Exercise details: In the forum post about Firebase functions returning a 403 error, how often does the scheduled function that calls an outside API run?

Document extract:

━━━━━━━━━━━━━━━━

It’s important to note that when running my functions from a firebase shell environment, everything runs smoothly and the calls succeed . However, when I invoke the functions from my application as an end user, I receive the 403 Forbidden error message. To that end, I also have a function that runs every 80 minutes making a call to an outside api that, again runs fine when I invoke it locally, but when it is called automatically, it just started failing yesterday nearly every time.
Sample Function ` exports.refreshPromiseCustomUrl = functions.https.onCall(async(data,context) => {
Error Message abbreviated [Request failed with status code 403 ](response: { status: 403, statusText: ‘Forbidden’,)
package.json
{ "name": "functions", "description": "Cloud Functions for Firebase", "scripts": { "lint": "eslint .", "serve": "firebase serve --only functions", "shell": "firebase functions:shell", "start": "npm run shell", "deploy": "firebase deploy --only functions", "logs": "firebase functions:log" }, "engines": { "node": "16" }, "dependencies": { "@sendgrid/mail": "^6.5.5", "axios": "^1.3.2", "cors": "^2.8.5", "firebase-admin": "^11.5.0", "firebase-functions": "^4.2.1", "googleapis": "^107.0.0", "moment": "2.26.0", "nodemailer": "^2.5.0", "stripe": "^6.36.0", "uuid": "^3.3.2" }, "devDependencies": { "eslint": "^5.12.0", "eslint-plugin-promise": "^4.0.1" }, "private": true }
I feel I have exhausted my options at this point. I have updated all of my dependencies, tried variations of my functions, checked all of my parameters for the api call are set correctly, confirmed with Finicity that nothing has changed on their end, confirmed user access to my functions, tried using different function names, tried increasing the memory and instances allocated to each function…nothing has worked.

━━━━━━━━━━━━━━━━

Provided information:
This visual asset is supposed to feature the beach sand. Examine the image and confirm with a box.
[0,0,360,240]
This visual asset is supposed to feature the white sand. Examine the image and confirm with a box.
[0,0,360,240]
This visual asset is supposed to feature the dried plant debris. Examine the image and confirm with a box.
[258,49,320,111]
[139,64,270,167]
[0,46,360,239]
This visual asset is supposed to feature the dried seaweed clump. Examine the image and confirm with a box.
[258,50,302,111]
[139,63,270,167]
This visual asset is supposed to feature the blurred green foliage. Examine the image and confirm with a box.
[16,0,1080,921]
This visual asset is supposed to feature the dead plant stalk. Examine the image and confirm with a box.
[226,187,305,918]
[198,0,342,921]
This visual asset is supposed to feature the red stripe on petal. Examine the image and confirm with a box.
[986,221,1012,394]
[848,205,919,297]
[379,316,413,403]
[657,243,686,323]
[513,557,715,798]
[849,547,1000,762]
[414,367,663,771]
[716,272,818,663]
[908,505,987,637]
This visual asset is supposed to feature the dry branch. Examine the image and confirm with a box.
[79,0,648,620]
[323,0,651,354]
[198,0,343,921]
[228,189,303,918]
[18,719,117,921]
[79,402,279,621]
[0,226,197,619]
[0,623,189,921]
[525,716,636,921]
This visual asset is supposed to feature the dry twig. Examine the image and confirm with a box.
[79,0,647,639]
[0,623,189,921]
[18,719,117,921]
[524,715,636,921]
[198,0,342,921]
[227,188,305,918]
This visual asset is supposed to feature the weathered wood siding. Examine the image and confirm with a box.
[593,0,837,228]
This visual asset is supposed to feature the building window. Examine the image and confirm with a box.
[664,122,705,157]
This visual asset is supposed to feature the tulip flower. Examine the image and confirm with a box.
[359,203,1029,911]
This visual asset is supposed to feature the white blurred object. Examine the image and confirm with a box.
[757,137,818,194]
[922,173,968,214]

━━━━━━━━━━━━━━━━

Solved problem: Every 80 minutes.